_Goal_:
Copy the following lines word for word, beginning with the line that contains "Where can you spot the woman in pink" and continuing through the line that contains "[[1260, 374]]".

_Extracted records_:
■ ■ ■ ■ ■

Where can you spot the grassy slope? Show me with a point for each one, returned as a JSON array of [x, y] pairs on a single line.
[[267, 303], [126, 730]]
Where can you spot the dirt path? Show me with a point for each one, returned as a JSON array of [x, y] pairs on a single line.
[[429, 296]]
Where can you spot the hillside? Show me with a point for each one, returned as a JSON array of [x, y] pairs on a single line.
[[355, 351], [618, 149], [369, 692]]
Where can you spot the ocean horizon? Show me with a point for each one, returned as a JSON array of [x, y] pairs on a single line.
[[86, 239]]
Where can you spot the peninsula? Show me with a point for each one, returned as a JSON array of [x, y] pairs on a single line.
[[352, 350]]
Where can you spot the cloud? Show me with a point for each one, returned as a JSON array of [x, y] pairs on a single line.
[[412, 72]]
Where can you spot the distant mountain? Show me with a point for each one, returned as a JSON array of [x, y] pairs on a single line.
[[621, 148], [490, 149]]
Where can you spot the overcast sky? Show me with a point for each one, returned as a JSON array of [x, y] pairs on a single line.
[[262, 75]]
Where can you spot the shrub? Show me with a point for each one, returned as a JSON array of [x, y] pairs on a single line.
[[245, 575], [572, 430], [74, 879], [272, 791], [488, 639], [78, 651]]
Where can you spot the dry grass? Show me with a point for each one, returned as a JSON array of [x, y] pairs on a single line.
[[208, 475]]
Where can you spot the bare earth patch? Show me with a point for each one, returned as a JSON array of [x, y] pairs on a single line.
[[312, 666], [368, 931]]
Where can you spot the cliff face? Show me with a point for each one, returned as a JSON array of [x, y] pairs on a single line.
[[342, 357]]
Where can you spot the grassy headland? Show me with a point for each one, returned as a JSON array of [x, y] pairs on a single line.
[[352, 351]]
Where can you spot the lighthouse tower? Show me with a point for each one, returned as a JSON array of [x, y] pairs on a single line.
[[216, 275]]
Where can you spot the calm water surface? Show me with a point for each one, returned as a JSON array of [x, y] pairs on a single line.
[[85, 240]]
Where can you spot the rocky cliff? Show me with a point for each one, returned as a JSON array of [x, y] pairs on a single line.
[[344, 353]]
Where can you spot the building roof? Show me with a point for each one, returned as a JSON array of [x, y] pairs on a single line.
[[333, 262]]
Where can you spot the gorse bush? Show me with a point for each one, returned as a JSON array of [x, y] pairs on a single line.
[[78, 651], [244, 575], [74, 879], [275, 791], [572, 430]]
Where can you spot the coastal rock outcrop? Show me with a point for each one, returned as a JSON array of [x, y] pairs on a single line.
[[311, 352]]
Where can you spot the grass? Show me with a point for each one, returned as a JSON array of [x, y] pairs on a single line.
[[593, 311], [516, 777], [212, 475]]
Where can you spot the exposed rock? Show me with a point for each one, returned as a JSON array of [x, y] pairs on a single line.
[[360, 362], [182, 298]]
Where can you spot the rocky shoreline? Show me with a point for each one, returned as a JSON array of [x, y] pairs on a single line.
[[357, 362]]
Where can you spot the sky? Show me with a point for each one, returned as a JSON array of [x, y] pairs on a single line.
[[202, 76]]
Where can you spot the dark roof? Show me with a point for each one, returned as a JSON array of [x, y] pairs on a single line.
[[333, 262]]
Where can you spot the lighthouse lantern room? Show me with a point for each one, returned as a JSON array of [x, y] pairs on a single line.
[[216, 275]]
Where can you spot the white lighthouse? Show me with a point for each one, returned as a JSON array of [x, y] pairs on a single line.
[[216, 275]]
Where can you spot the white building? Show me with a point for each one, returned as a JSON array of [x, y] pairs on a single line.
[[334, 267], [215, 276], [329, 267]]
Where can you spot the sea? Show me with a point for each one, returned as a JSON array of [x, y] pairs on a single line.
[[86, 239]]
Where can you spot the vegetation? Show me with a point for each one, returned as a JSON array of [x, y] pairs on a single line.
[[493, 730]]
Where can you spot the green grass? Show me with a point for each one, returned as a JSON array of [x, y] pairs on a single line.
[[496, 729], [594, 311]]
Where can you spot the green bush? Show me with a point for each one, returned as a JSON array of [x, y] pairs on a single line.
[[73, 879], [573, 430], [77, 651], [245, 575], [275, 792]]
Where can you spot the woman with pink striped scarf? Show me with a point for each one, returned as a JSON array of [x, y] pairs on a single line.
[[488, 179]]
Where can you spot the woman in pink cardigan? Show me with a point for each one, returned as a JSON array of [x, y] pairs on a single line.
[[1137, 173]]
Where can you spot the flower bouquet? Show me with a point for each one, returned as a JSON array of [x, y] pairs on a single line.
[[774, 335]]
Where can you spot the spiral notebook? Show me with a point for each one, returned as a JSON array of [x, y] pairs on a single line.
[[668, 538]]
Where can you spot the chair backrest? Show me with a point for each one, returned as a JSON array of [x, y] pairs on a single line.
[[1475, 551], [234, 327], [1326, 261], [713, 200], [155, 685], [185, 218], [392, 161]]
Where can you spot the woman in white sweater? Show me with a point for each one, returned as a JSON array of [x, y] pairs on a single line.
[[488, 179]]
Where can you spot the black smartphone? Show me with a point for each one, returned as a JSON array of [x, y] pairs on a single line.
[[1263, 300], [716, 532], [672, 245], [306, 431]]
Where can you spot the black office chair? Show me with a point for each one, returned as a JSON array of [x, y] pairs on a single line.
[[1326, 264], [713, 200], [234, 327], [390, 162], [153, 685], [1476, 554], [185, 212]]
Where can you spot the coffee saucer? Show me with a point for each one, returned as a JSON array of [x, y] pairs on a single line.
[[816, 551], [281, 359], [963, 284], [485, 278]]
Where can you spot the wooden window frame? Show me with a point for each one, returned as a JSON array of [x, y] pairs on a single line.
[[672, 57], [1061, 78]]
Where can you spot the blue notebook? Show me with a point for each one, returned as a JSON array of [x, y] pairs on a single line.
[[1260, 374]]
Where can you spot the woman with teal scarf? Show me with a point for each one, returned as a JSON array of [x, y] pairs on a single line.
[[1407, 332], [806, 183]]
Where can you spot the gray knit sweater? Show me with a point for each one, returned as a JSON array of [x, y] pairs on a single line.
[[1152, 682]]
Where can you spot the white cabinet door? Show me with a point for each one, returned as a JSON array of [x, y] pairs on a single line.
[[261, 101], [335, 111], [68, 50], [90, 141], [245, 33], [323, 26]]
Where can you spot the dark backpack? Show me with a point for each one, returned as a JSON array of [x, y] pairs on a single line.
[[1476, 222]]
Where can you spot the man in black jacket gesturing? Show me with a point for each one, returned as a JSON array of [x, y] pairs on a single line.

■ ■ ■ ■ ■

_Correct response_:
Where can you spot the woman in pink cardigan? Show me with a point for each one, returned as a JSON array of [x, y] pairs on a single line.
[[1137, 173]]
Where can you spot the flower bouquet? Show me with a point for each one, returned as a JSON array of [x, y] pairs on a single line.
[[774, 335]]
Where can you spot the spiral notebook? Show me with a point for each one, returned as a JSON array of [x, y] pairs on a single line.
[[668, 538]]
Where can you spot the chair backrest? Show me with a point for each one, returned as a JSON array of [x, y] pairs on a single line.
[[1475, 551], [234, 327], [1326, 261], [713, 200], [155, 685], [185, 218], [392, 161]]
Where can you spot the woman in white sweater? Show me with a point for each one, returned as a JSON array of [x, y] pairs on a single line.
[[488, 179]]
Where can you spot the black smartphone? Show me with a point for each one, returned as a JSON array of [x, y] pairs on a single line.
[[1263, 300], [716, 532], [672, 245], [306, 431]]
Where can you spot the black office chair? Show me with a point for each one, returned as a JSON array of [x, y] pairs on a single line.
[[1326, 264], [713, 200], [234, 327], [390, 162], [153, 685], [1476, 554], [185, 212]]
Where can you spot the coffee saucer? Show me with a point for each one, returned as a JSON array of [x, y] pairs on a single line.
[[816, 551], [281, 359], [963, 284], [485, 278]]
Where can you spot the wooden window frame? Show me with a point for each one, returned as a JSON array of [x, y] pairs on a single line.
[[672, 57], [1061, 78]]
Where can you spot the blue notebook? Show me with a point for each one, returned as a JSON array of [x, y] pairs on a single line.
[[1260, 374]]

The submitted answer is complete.